Page:

These two fuzzy Dirac operators are not unitarily equivalent anymore . This can be checked by computing their
spectra . The spectrum of $D_{2g}$ is exactly that of the continuum only cut-off at the top total angular momentum
$j=2l+\frac{1}{2}$ . In other words the spectrum of $D_{2g}$ is equal to $\{{\pm}\frac{1}{\rho}(j+\frac{1}{2})$ ,
$j=\frac{1}{2},\frac{3}{2},...2l-\frac{1}{2}\}$ and $D_{2g}(j)=\frac{1}{\rho}(j+\frac{1}{2})$ for
$j=2l+\frac{1}{2}$ . The spectrum of $D_{2w}$ is , however , highly deformed as compared to the continuum spectrum
especially for large values of $j$ . It is given by
$D_{2w}(j)={\pm}\frac{1}{\rho}(j+\frac{1}{2})\sqrt{1+\frac{1-(j+1/2)^2}{4l(l+1)}}$ . From these results it is
obvious that $D_{2g}$ is superior to $D_{2w}$ as an approximation to the continuum .


In the same way one can find the fuzzy chirality operator ${\Gamma}$ by the simple replacement
$\vec{n}{\longrightarrow}\vec{n}^F$ in ${\gamma}=\vec{\sigma}.\vec{n}$ and insisting on the result to have the
following properties  : $1){\Gamma}^2=1$, ${\Gamma}^{+}={\Gamma}$ and $[{\Gamma},f]=0$ for all $f{\in}{\bf A}$ .
One then finds\cite{w}
\begin{equation}
{\Gamma}=\frac{1}{l+\frac{1}{2}}(-\vec{\sigma}\vec{L}^R+\frac{1}{2}).\label{28}
\end{equation}
Interestingly enough this fuzzy chirality operator anticommutes
with ${D}_{2w}$  and not with ${D}_{2g}$ so ${D}_{2w}$ is a better approximation to the continuum than
$D_{2g}$ from this respect . This is also clear from the spectra above , in the spectrum of $D_{2g}$ the top
angular momentum is not paired to anything and therefore $D_{2g}$ does not admit a chirality operator .

List of tasks:
1. According to the passage on fuzzy Dirac operators, which of the two operators does the fuzzy chirality operator anticommute with?
2. Please rewrite the records starting at the line containing "Target: front door" and ending at the line containing "M 33 86 L 45", with "outline" replaced by "boundary" and nothing else changed. Leave out the pictures.

Provided records:
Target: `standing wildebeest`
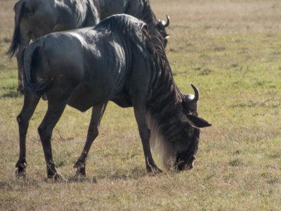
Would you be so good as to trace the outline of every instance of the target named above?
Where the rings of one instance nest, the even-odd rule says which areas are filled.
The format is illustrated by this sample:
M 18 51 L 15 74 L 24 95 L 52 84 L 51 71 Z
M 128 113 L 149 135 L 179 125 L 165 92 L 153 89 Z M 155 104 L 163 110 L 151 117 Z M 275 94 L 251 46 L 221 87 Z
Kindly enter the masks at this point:
M 109 101 L 121 107 L 133 107 L 148 172 L 160 171 L 152 159 L 150 138 L 162 141 L 164 158 L 173 158 L 179 170 L 192 167 L 199 141 L 197 127 L 210 124 L 197 115 L 198 91 L 193 87 L 195 96 L 191 99 L 181 93 L 162 43 L 149 35 L 143 22 L 115 15 L 94 27 L 49 34 L 27 47 L 20 65 L 25 100 L 17 117 L 20 152 L 18 175 L 25 174 L 28 124 L 44 93 L 48 110 L 38 132 L 48 177 L 60 177 L 53 160 L 51 138 L 66 105 L 80 111 L 93 108 L 86 142 L 74 165 L 78 174 L 85 175 L 86 158 Z
M 18 64 L 30 40 L 53 32 L 93 26 L 100 21 L 100 16 L 105 18 L 111 13 L 127 12 L 143 20 L 148 23 L 150 33 L 159 33 L 165 44 L 168 37 L 165 27 L 169 18 L 167 23 L 157 20 L 148 0 L 20 0 L 14 10 L 15 28 L 8 53 L 16 54 Z M 23 92 L 21 72 L 18 68 L 18 89 Z

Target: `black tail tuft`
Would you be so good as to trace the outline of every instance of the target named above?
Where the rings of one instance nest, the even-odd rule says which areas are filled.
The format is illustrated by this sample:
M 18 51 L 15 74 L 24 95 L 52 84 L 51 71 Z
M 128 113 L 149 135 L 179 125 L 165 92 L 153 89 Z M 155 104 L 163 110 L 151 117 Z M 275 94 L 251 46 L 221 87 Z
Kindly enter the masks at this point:
M 41 96 L 54 84 L 55 80 L 51 77 L 39 81 L 37 73 L 41 67 L 43 49 L 41 45 L 32 43 L 25 51 L 20 58 L 20 68 L 22 70 L 23 85 L 25 90 Z M 23 62 L 22 62 L 23 60 Z
M 25 1 L 19 1 L 15 4 L 15 28 L 13 30 L 12 42 L 7 51 L 11 57 L 17 53 L 20 44 L 22 44 L 22 37 L 20 34 L 20 19 L 25 8 Z

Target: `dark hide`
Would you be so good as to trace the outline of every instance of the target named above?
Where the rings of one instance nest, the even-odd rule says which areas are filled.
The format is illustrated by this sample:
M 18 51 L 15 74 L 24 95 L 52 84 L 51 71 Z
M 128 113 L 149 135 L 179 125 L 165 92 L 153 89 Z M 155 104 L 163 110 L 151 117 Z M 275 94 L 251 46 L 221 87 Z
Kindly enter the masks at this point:
M 22 167 L 26 166 L 25 134 L 43 93 L 47 96 L 48 110 L 38 132 L 48 177 L 60 177 L 51 138 L 66 105 L 81 111 L 93 108 L 86 144 L 74 165 L 78 174 L 85 174 L 86 158 L 109 101 L 133 107 L 148 172 L 161 171 L 150 151 L 153 136 L 161 137 L 169 149 L 165 156 L 174 162 L 177 153 L 196 154 L 199 129 L 182 120 L 192 114 L 183 103 L 185 96 L 173 79 L 162 41 L 149 35 L 143 22 L 116 15 L 94 27 L 50 34 L 27 46 L 21 65 L 25 102 L 18 117 L 20 153 L 17 175 L 25 172 Z M 200 120 L 196 127 L 200 127 Z M 181 161 L 190 165 L 186 160 L 177 162 Z
M 14 10 L 15 27 L 7 53 L 17 56 L 18 67 L 30 40 L 53 32 L 93 26 L 100 21 L 98 6 L 93 0 L 20 0 Z M 18 68 L 18 90 L 23 92 L 21 72 Z
M 18 63 L 30 40 L 53 32 L 93 26 L 100 16 L 112 14 L 128 13 L 137 17 L 148 23 L 150 33 L 161 37 L 165 45 L 167 41 L 166 25 L 156 18 L 148 0 L 20 0 L 14 10 L 15 28 L 8 53 L 16 54 Z M 18 90 L 22 93 L 21 72 L 18 68 Z

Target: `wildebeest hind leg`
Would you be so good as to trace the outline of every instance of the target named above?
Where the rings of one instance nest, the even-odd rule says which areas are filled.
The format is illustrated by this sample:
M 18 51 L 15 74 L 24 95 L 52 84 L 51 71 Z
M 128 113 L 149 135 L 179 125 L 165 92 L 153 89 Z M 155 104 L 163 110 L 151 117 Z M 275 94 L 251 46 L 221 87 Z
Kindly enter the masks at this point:
M 74 166 L 74 167 L 77 169 L 76 174 L 77 176 L 86 176 L 86 159 L 93 140 L 95 140 L 98 135 L 98 127 L 100 127 L 100 120 L 105 110 L 107 104 L 107 103 L 98 105 L 92 109 L 92 115 L 90 125 L 88 129 L 86 143 L 80 158 Z
M 45 117 L 38 127 L 38 132 L 40 135 L 41 142 L 45 155 L 45 160 L 47 166 L 48 178 L 54 179 L 62 179 L 55 170 L 55 163 L 53 160 L 51 139 L 53 129 L 60 119 L 66 106 L 66 101 L 56 101 L 55 103 L 48 102 L 48 110 Z
M 30 120 L 34 112 L 40 98 L 28 92 L 25 94 L 24 103 L 20 113 L 17 117 L 20 134 L 20 158 L 15 165 L 17 177 L 25 176 L 25 141 Z
M 162 172 L 161 170 L 159 170 L 155 163 L 151 154 L 150 145 L 150 132 L 145 123 L 145 103 L 143 103 L 140 98 L 141 98 L 136 97 L 135 101 L 133 100 L 133 106 L 141 142 L 143 143 L 146 170 L 152 173 Z

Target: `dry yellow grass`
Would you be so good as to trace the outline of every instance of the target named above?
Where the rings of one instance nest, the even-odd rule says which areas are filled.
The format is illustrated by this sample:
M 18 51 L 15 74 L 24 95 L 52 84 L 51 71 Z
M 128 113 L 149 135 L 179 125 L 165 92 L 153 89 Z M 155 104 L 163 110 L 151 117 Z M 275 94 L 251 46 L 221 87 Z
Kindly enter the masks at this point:
M 183 92 L 201 91 L 203 129 L 194 169 L 145 174 L 132 109 L 110 103 L 87 162 L 72 166 L 84 143 L 90 112 L 67 108 L 53 132 L 53 150 L 66 182 L 45 180 L 37 127 L 27 135 L 27 178 L 14 177 L 22 96 L 16 64 L 5 56 L 14 1 L 0 1 L 0 207 L 6 210 L 280 210 L 281 207 L 281 3 L 259 0 L 151 0 L 157 17 L 171 16 L 166 51 Z M 157 160 L 158 161 L 158 160 Z

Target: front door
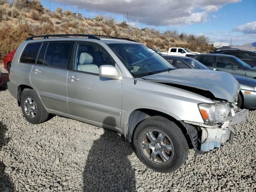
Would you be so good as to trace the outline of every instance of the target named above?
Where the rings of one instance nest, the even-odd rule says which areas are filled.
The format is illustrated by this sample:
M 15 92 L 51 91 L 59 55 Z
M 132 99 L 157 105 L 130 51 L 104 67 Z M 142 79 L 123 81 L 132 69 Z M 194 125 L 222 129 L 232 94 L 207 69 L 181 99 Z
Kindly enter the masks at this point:
M 116 130 L 120 126 L 122 81 L 99 76 L 100 66 L 115 66 L 106 53 L 97 44 L 78 43 L 68 74 L 68 103 L 72 115 Z
M 33 86 L 45 107 L 52 113 L 69 113 L 67 69 L 72 45 L 66 41 L 44 42 L 30 74 Z
M 232 59 L 228 57 L 216 56 L 216 67 L 218 70 L 232 74 L 245 76 L 245 71 Z

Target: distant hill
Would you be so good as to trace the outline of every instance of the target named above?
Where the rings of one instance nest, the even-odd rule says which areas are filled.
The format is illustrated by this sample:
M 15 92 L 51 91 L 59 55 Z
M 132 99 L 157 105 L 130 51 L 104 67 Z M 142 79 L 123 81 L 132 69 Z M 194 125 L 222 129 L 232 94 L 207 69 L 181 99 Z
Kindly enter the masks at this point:
M 232 48 L 238 48 L 249 50 L 256 50 L 256 47 L 252 46 L 252 43 L 246 43 L 244 45 L 232 45 Z
M 116 23 L 111 17 L 85 18 L 58 7 L 56 11 L 43 8 L 39 0 L 0 0 L 0 59 L 16 49 L 26 37 L 46 34 L 97 34 L 132 38 L 161 51 L 182 46 L 207 52 L 214 48 L 203 35 L 196 36 L 168 30 L 140 29 L 125 22 Z

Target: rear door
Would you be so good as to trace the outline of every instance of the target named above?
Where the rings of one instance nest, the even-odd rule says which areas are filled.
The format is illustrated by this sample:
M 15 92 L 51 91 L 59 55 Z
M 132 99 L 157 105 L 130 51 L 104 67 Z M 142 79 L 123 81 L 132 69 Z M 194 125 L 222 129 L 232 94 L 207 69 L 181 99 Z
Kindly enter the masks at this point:
M 216 56 L 215 66 L 215 68 L 218 70 L 232 74 L 245 76 L 244 70 L 229 57 Z
M 120 129 L 122 80 L 98 75 L 101 65 L 118 68 L 114 60 L 99 45 L 82 42 L 76 46 L 73 61 L 67 78 L 71 114 L 95 125 Z
M 213 56 L 200 55 L 195 59 L 204 65 L 207 66 L 212 70 L 214 68 L 214 57 Z
M 69 114 L 67 76 L 73 42 L 44 42 L 30 74 L 31 83 L 45 107 Z
M 240 52 L 240 59 L 252 67 L 256 66 L 256 54 L 248 51 Z

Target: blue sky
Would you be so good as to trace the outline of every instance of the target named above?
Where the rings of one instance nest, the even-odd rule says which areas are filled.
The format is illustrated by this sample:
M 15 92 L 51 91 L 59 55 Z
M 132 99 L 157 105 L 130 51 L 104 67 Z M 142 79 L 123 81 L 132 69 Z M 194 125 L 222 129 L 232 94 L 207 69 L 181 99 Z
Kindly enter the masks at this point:
M 41 2 L 49 8 L 48 0 Z M 131 24 L 140 28 L 204 34 L 210 41 L 230 42 L 232 38 L 234 44 L 256 42 L 256 0 L 55 0 L 51 9 L 64 9 L 65 4 L 74 12 L 79 7 L 85 17 L 90 10 L 91 18 L 101 14 L 120 22 L 128 12 Z

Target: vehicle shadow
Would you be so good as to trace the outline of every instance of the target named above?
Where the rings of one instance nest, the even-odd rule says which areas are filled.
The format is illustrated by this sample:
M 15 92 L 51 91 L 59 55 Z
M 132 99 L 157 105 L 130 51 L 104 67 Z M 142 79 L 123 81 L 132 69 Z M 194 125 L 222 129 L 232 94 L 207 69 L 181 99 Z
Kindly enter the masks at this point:
M 0 151 L 2 147 L 6 145 L 8 138 L 5 138 L 5 132 L 7 130 L 6 126 L 0 122 Z M 14 187 L 12 180 L 4 172 L 6 166 L 0 159 L 0 191 L 14 191 Z
M 114 126 L 113 117 L 104 124 Z M 135 191 L 135 174 L 128 156 L 133 150 L 120 134 L 105 129 L 94 142 L 84 168 L 84 192 Z

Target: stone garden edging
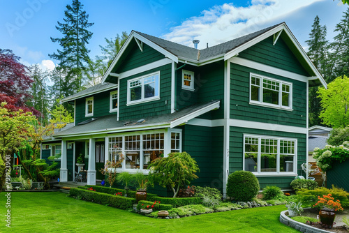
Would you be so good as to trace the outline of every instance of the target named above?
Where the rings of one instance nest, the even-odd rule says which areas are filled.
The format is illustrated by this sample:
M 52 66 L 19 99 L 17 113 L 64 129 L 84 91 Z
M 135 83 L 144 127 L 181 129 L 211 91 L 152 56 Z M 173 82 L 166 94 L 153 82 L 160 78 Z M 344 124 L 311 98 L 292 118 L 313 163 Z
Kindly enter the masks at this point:
M 313 227 L 311 225 L 295 221 L 293 219 L 289 218 L 286 215 L 286 213 L 288 213 L 288 211 L 283 211 L 280 213 L 280 218 L 279 218 L 280 222 L 283 224 L 285 224 L 287 226 L 290 226 L 292 228 L 295 228 L 295 230 L 299 230 L 299 232 L 306 233 L 325 233 L 325 232 L 333 233 L 332 232 L 329 232 L 325 230 L 318 229 L 316 227 Z

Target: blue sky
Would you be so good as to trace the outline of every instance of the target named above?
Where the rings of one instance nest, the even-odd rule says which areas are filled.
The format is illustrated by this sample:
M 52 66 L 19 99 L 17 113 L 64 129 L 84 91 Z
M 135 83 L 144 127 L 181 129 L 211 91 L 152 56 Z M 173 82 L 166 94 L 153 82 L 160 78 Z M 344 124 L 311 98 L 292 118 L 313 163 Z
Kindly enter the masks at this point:
M 338 0 L 252 1 L 86 1 L 80 0 L 89 15 L 94 33 L 87 45 L 94 58 L 101 53 L 104 38 L 122 31 L 140 31 L 199 49 L 225 42 L 281 22 L 285 22 L 306 50 L 314 17 L 327 27 L 327 38 L 335 35 L 335 25 L 348 8 Z M 0 47 L 12 50 L 26 65 L 52 68 L 57 61 L 48 54 L 59 46 L 50 37 L 62 36 L 56 29 L 63 22 L 71 0 L 17 0 L 0 1 Z

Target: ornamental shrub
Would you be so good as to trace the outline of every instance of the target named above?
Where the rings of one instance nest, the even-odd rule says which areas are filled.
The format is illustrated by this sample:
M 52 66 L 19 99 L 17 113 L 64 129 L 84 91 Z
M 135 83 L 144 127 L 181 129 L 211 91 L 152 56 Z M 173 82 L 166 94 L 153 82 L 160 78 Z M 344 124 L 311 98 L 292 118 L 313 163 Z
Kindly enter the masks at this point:
M 259 190 L 258 180 L 251 172 L 236 171 L 228 177 L 227 195 L 236 201 L 251 201 Z
M 263 200 L 281 200 L 285 196 L 278 186 L 267 186 L 263 188 Z
M 318 188 L 318 182 L 311 179 L 295 179 L 291 182 L 291 187 L 295 190 L 299 190 L 302 188 L 313 190 Z

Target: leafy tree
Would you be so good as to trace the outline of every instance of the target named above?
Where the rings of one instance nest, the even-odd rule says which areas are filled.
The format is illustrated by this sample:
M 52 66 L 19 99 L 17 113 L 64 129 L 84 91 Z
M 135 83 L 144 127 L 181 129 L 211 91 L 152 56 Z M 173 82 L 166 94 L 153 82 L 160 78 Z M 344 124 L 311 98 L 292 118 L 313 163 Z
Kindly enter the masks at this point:
M 349 79 L 346 75 L 339 77 L 327 85 L 327 89 L 320 88 L 322 111 L 320 117 L 322 123 L 333 128 L 349 125 Z
M 327 144 L 332 146 L 339 146 L 346 141 L 349 142 L 349 126 L 333 129 L 327 139 Z
M 82 10 L 83 6 L 78 0 L 73 0 L 71 5 L 66 6 L 64 22 L 57 22 L 58 26 L 56 27 L 64 37 L 51 38 L 51 40 L 58 43 L 62 50 L 49 54 L 50 57 L 59 61 L 60 68 L 66 73 L 64 82 L 69 84 L 67 87 L 71 87 L 73 92 L 80 91 L 82 87 L 82 71 L 89 60 L 89 50 L 86 45 L 93 34 L 87 28 L 94 23 L 88 22 L 89 15 Z M 69 96 L 68 93 L 61 94 L 64 97 Z
M 163 187 L 168 186 L 176 197 L 179 188 L 190 184 L 200 172 L 196 161 L 186 152 L 170 153 L 168 157 L 158 158 L 149 166 L 148 184 L 155 182 Z
M 38 116 L 40 112 L 27 105 L 32 97 L 30 89 L 33 80 L 27 66 L 19 60 L 11 50 L 0 49 L 0 103 L 6 102 L 3 107 L 10 111 L 22 109 Z
M 31 122 L 36 120 L 30 112 L 24 112 L 21 109 L 12 110 L 6 107 L 6 102 L 0 105 L 0 166 L 5 161 L 6 155 L 13 155 L 17 151 L 29 135 L 34 132 Z M 0 176 L 0 188 L 5 181 L 5 173 Z M 1 192 L 1 188 L 0 188 Z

Per-task answers:
1. It anticommutes with $D_{2w}$, not with $D_{2g}$.

2.
Target: front door
Would you be so good as to trace the boundary of every instance of the target named above?
Where the rings of one instance nest, the even-odd rule says which areas are filled.
The format is illustrated by this sample:
M 15 92 L 51 91 L 59 55 Z
M 132 99 L 157 105 L 130 51 L 104 67 Z M 142 79 L 123 81 L 132 69 Z M 194 125 L 222 129 L 232 94 L 207 69 L 181 99 Z
Kindly enter the masks at this point:
M 116 130 L 120 126 L 122 81 L 99 76 L 100 66 L 115 66 L 106 53 L 97 44 L 78 43 L 68 74 L 68 103 L 72 115 Z
M 33 86 L 45 107 L 52 113 L 69 113 L 67 69 L 72 45 L 66 41 L 44 42 L 30 74 Z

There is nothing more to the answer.